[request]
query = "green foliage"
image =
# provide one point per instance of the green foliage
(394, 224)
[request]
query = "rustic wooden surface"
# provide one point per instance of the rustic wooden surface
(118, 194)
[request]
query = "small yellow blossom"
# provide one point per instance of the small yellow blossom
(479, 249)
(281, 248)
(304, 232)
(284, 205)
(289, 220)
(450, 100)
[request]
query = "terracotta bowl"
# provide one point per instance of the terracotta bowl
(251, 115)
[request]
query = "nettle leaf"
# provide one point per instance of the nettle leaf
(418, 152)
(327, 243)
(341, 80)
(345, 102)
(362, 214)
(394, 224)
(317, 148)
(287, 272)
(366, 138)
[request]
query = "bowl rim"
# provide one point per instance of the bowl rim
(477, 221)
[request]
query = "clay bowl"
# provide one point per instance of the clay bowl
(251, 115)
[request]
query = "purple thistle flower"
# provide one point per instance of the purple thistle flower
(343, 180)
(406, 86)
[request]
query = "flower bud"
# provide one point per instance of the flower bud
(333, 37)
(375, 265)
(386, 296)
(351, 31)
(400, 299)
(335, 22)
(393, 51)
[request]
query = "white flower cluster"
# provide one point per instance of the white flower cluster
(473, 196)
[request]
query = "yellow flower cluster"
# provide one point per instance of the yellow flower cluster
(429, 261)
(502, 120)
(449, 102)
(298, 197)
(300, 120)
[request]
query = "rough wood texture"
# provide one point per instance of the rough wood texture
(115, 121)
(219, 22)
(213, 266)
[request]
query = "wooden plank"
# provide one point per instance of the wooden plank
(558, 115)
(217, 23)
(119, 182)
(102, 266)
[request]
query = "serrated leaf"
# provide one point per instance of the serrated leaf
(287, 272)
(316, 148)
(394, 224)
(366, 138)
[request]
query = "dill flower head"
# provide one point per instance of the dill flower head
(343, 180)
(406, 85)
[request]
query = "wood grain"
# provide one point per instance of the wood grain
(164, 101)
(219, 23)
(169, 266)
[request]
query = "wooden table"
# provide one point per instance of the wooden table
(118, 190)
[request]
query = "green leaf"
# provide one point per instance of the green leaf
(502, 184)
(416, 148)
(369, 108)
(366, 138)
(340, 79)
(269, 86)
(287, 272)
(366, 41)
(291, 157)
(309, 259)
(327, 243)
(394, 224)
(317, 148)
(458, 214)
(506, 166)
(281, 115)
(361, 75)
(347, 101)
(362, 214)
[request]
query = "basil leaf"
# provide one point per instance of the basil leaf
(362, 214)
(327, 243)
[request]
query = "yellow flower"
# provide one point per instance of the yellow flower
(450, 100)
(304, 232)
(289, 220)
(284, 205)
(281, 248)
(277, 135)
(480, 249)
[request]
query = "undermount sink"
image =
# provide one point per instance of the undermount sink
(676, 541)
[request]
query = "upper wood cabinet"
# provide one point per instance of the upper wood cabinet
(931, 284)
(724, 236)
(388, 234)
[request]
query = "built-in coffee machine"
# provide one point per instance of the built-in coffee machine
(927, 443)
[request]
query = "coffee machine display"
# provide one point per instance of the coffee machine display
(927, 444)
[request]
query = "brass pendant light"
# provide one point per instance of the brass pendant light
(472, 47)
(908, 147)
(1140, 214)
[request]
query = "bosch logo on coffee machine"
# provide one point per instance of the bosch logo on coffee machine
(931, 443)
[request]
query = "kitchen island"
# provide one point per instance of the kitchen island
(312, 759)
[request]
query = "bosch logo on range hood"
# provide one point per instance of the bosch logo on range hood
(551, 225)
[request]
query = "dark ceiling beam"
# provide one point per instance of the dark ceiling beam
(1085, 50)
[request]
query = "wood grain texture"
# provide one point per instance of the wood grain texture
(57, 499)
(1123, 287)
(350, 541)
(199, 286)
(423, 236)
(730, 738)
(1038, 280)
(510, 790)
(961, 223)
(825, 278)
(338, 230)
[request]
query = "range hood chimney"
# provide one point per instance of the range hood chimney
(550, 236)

____________

Keeping every line exactly as it is, retype the entries shown above.

• RESPONSE TO THE EXERCISE:
[request]
query = "green foliage"
image =
# provide one point per instance of the green foliage
(394, 224)
[request]
query = "rustic wooden surface"
# provide one point per instance of the rustic wooden surface
(118, 194)
[request]
query = "small yellow blossom"
# provide one point per instance of the small yellow blossom
(479, 249)
(281, 248)
(304, 232)
(284, 205)
(289, 220)
(450, 100)
[request]
query = "terracotta bowl"
# provide one point per instance of the terracotta bowl
(251, 115)
[request]
query = "nettle leaf"
# provide one point per instance of the nettle leaf
(418, 152)
(327, 243)
(341, 80)
(345, 102)
(362, 214)
(394, 224)
(317, 148)
(287, 272)
(366, 138)
[request]
query = "bowl rim"
# provide one point per instance of the bowl rim
(477, 221)
[request]
query = "clay bowl"
# provide one point per instance of the clay bowl
(251, 115)
[request]
query = "purple thistle flower"
# provide one point per instance of the purple thistle flower
(343, 180)
(406, 86)
[request]
query = "flower bud"
# provide one point per instance of the flower bud
(333, 37)
(375, 265)
(386, 296)
(351, 31)
(400, 299)
(335, 22)
(393, 51)
[request]
query = "white flower cluster"
# provide one point per instance of the white flower cluster
(473, 196)
[request]
query = "yellow flower cluster"
# provide one point per instance of the yellow flower cluster
(429, 261)
(502, 120)
(449, 102)
(298, 197)
(300, 120)
[request]
query = "rough wood texture"
# provide one point per instance of the rough wood texture
(115, 121)
(219, 22)
(213, 266)
[request]
query = "wooden plank"
# provide one point per instance of the wooden plank
(558, 115)
(217, 23)
(119, 182)
(102, 266)
[request]
query = "serrated leaf"
# provide one point per instance of the serrated leaf
(287, 272)
(316, 148)
(394, 224)
(366, 138)
[request]
query = "dill flower head"
# provide one point per instance of the dill flower head
(343, 180)
(406, 85)
[request]
query = "wood grain"
# provide one point per instance of the wood grain
(164, 101)
(219, 23)
(169, 266)
[request]
query = "wooden table"
# provide one point per instance of the wooden table
(118, 190)
[request]
query = "green leaf"
# provide one point per instance of the green leaf
(502, 184)
(416, 148)
(369, 108)
(366, 138)
(340, 79)
(269, 86)
(287, 272)
(366, 41)
(291, 157)
(309, 259)
(327, 243)
(394, 224)
(317, 148)
(458, 214)
(506, 166)
(281, 115)
(361, 75)
(347, 101)
(362, 214)
[request]
query = "basil leaf"
# provide one point per instance of the basil leaf
(362, 214)
(327, 243)
[request]
query = "yellow flower"
# provide one point per instance of the yellow flower
(450, 100)
(304, 232)
(289, 220)
(284, 205)
(281, 248)
(277, 135)
(480, 249)
[request]
query = "undermount sink"
image =
# provide one point per instance of the undermount sink
(676, 541)
[request]
query = "upper wood cabinet"
# provide one point per instance of the upper wood cabinet
(931, 284)
(724, 236)
(388, 234)
[request]
query = "built-in coffee machine"
# provide one point per instance of the built-in coffee machine
(927, 443)
[request]
query = "coffee machine display"
# provide one point per instance of the coffee machine display
(927, 444)
[request]
query = "brass pendant light"
# provide one point per instance of the brass pendant light
(472, 47)
(908, 147)
(1140, 214)
[request]
query = "bosch logo on coffee machine"
# provide one point per instance of the bosch logo on coffee machine
(931, 443)
[request]
query = "kitchen island"
# provide one point per instance of the kitchen island
(312, 759)
[request]
query = "bosch logo on range hood"
# provide one point per instance of the bosch logo on range hood
(551, 225)
[request]
query = "dark ceiling beam"
# provide one point per instance of the dark ceiling beam
(1085, 50)
[request]
query = "wood grain texture"
# provide one point per instance of the wood grain texture
(57, 499)
(1123, 287)
(350, 541)
(199, 286)
(423, 236)
(730, 738)
(1038, 280)
(510, 790)
(961, 223)
(825, 278)
(338, 230)
[request]
query = "range hood chimney"
# provide one point per instance of the range hood chimney
(550, 236)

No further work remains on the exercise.